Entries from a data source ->

-- BEGIN --

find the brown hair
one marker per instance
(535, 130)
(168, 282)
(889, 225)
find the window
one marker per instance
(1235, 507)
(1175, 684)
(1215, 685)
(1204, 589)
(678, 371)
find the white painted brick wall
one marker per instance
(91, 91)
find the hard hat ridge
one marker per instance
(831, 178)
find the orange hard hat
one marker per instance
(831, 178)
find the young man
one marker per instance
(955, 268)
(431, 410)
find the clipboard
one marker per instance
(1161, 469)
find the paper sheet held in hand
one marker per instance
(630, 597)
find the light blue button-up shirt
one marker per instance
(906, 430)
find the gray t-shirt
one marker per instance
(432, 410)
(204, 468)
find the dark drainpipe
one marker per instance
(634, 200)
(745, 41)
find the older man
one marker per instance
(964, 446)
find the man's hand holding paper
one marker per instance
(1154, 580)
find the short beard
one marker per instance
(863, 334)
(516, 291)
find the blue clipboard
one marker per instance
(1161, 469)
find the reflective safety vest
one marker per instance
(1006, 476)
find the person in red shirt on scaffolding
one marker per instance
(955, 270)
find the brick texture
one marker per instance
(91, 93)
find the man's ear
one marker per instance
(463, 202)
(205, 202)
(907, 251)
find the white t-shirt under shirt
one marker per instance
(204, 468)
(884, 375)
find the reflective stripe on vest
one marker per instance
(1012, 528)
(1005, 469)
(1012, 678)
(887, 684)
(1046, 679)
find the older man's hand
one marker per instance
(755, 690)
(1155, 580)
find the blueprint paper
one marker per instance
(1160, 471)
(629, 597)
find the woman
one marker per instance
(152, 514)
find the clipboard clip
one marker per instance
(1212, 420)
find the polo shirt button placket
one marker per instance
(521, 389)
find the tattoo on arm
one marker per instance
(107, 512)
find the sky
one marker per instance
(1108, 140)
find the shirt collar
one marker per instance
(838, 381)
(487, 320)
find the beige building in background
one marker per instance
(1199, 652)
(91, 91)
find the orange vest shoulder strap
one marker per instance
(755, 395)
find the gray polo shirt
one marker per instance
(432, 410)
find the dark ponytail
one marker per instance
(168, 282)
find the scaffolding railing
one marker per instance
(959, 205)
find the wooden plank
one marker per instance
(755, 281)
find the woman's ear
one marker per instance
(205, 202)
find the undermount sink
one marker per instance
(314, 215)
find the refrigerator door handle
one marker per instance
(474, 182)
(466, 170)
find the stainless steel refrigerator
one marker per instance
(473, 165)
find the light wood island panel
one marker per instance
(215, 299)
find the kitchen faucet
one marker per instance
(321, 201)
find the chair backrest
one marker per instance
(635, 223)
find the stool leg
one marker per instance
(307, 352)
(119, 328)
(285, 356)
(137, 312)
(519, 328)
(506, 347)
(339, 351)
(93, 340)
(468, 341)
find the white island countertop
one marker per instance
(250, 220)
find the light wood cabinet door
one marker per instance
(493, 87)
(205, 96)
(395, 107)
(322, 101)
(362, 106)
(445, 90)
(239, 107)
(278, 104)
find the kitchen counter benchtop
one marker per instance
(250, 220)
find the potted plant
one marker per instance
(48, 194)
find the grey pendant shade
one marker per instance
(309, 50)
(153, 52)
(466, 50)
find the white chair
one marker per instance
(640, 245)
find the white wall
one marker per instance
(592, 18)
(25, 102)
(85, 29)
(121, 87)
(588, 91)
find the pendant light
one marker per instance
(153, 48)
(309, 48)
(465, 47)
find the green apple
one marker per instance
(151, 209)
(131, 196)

-- END --

Problem ->
Provide the lines of all the entries above as a JSON list of strings, one string per line, omitting blank lines.

Solution to the problem ->
[
  "find the brown hair",
  "one marker per instance",
  "(535, 130)",
  "(168, 282)",
  "(889, 225)",
  "find the window",
  "one marker per instance",
  "(1235, 507)",
  "(1175, 684)",
  "(1215, 685)",
  "(1204, 589)",
  "(678, 371)",
  "find the white painted brick wall",
  "one marker per instance",
  "(91, 91)",
  "find the hard hat ridge",
  "one marker per instance",
  "(831, 178)",
  "find the orange hard hat",
  "one marker per instance",
  "(831, 178)",
  "find the young man",
  "one marker per instance",
  "(955, 268)",
  "(431, 410)",
  "find the clipboard",
  "one marker per instance",
  "(1161, 469)",
  "find the paper sheet held in hand",
  "one marker per instance",
  "(630, 597)",
  "find the light blue button-up shirt",
  "one marker per instance",
  "(906, 430)",
  "find the gray t-shirt",
  "one marker per instance",
  "(432, 410)",
  "(204, 468)",
  "find the dark drainpipe",
  "one marker per instance",
  "(634, 200)",
  "(745, 41)",
  "find the older man",
  "one marker per instance",
  "(964, 446)",
  "find the man's hand holding paper",
  "one marker per instance",
  "(1154, 580)",
  "find the short beard",
  "one marker per instance",
  "(863, 334)",
  "(516, 291)",
  "find the blue clipboard",
  "one marker per instance",
  "(1161, 469)",
  "find the reflective safety vest",
  "one marker per instance",
  "(1006, 476)",
  "find the person in red shirt on scaffolding",
  "one marker per instance",
  "(955, 270)",
  "find the brick texture",
  "one marker per instance",
  "(91, 93)",
  "find the man's ear",
  "one marker per instance",
  "(463, 202)",
  "(205, 202)",
  "(907, 251)",
  "find the white t-shirt under shirt",
  "one marker per instance",
  "(204, 468)",
  "(884, 375)",
  "find the reflective stripe on vest",
  "one marker per instance",
  "(1012, 528)",
  "(1005, 469)",
  "(1012, 678)",
  "(887, 684)",
  "(1046, 679)",
  "find the older man's hand",
  "one marker per instance",
  "(755, 690)",
  "(1155, 580)",
  "find the blueprint paper",
  "one marker per instance",
  "(1160, 471)",
  "(629, 597)",
  "find the woman",
  "one marker per instance",
  "(152, 514)",
  "find the clipboard clip",
  "one marker per instance",
  "(1212, 420)",
  "find the polo shirt button placket",
  "one marker per instance",
  "(521, 389)",
  "find the tattoo on arm",
  "one marker per instance",
  "(107, 512)",
  "find the sky",
  "one marker per instance",
  "(1108, 140)",
  "find the shirt collar",
  "one marker per instance",
  "(838, 381)",
  "(487, 320)",
  "find the beige building in background",
  "one marker per instance",
  "(1199, 652)",
  "(91, 91)",
  "find the orange vest shoulder strap",
  "one marker per instance",
  "(755, 395)",
  "find the gray polo shirt",
  "one marker per instance",
  "(432, 410)",
  "find the dark ponytail",
  "one marker per instance",
  "(168, 282)",
  "find the scaffolding railing",
  "one marker per instance",
  "(959, 205)",
  "find the wooden plank",
  "one marker per instance",
  "(755, 281)",
  "find the woman's ear",
  "one marker per instance",
  "(205, 202)",
  "find the undermount sink",
  "one marker per instance",
  "(314, 215)",
  "find the refrigerator door handle",
  "one marker per instance",
  "(474, 182)",
  "(466, 170)",
  "find the stainless steel refrigerator",
  "one marker per instance",
  "(473, 165)",
  "find the light wood island panel",
  "one marker per instance",
  "(215, 299)",
  "find the kitchen faucet",
  "one marker per instance",
  "(321, 201)",
  "find the chair backrest",
  "one marker per instance",
  "(635, 223)",
  "find the stool leg",
  "one marker per instance",
  "(307, 352)",
  "(119, 328)",
  "(285, 356)",
  "(137, 312)",
  "(519, 328)",
  "(506, 347)",
  "(339, 351)",
  "(93, 340)",
  "(468, 341)",
  "find the white island countertop",
  "one marker per instance",
  "(250, 220)",
  "find the light wood cabinet door",
  "one marker per instance",
  "(493, 87)",
  "(205, 96)",
  "(395, 107)",
  "(322, 101)",
  "(362, 106)",
  "(445, 90)",
  "(239, 107)",
  "(278, 104)",
  "find the kitchen counter benchtop",
  "one marker per instance",
  "(250, 220)",
  "find the potted plant",
  "one marker per instance",
  "(48, 194)",
  "find the grey pendant shade",
  "one marker per instance",
  "(309, 50)",
  "(153, 52)",
  "(466, 50)",
  "find the white chair",
  "one marker per instance",
  "(640, 245)",
  "find the white wall",
  "one marker per instance",
  "(592, 18)",
  "(25, 102)",
  "(85, 29)",
  "(121, 87)",
  "(588, 91)",
  "find the pendant light",
  "one marker per instance",
  "(153, 48)",
  "(309, 48)",
  "(465, 47)",
  "find the green apple",
  "one marker per instance",
  "(151, 209)",
  "(131, 196)"
]